• The request
Which lines of the listing below contain the string "wire"? Pull out every such line, treating uppercase and lowercase as different.

***** Extracted records *****

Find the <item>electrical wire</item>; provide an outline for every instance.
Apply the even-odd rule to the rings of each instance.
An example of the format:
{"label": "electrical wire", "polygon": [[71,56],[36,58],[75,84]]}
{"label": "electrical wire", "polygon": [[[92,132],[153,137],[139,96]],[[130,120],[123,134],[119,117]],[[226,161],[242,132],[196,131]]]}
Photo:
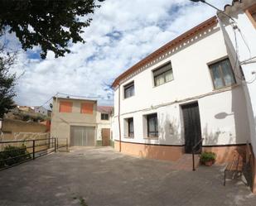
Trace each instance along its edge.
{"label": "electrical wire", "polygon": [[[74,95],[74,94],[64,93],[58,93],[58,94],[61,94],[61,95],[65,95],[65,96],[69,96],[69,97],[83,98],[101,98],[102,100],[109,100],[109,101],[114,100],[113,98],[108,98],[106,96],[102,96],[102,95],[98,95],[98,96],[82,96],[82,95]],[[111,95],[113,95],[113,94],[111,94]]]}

*****
***** Extracted records *****

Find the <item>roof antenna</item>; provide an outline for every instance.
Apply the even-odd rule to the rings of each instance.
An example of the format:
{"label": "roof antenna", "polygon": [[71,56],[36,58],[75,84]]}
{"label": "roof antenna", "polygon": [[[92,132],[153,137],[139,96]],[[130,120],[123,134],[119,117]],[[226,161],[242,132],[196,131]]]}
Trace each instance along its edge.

*****

• Exercise solution
Find the <item>electrical wire</item>; provide an outline for every instance.
{"label": "electrical wire", "polygon": [[71,56],[36,58],[75,84]]}
{"label": "electrical wire", "polygon": [[[92,132],[153,137],[139,96]],[[130,120],[123,134],[119,117]],[[226,161],[242,132],[196,131]]]}
{"label": "electrical wire", "polygon": [[[74,95],[74,94],[64,93],[58,93],[58,94],[61,94],[61,95],[65,95],[65,96],[69,96],[69,97],[83,98],[101,98],[102,100],[109,100],[109,101],[114,100],[113,98],[108,98],[106,96],[102,96],[102,95],[98,95],[98,96],[82,96],[82,95]],[[111,95],[113,95],[113,94],[111,94]]]}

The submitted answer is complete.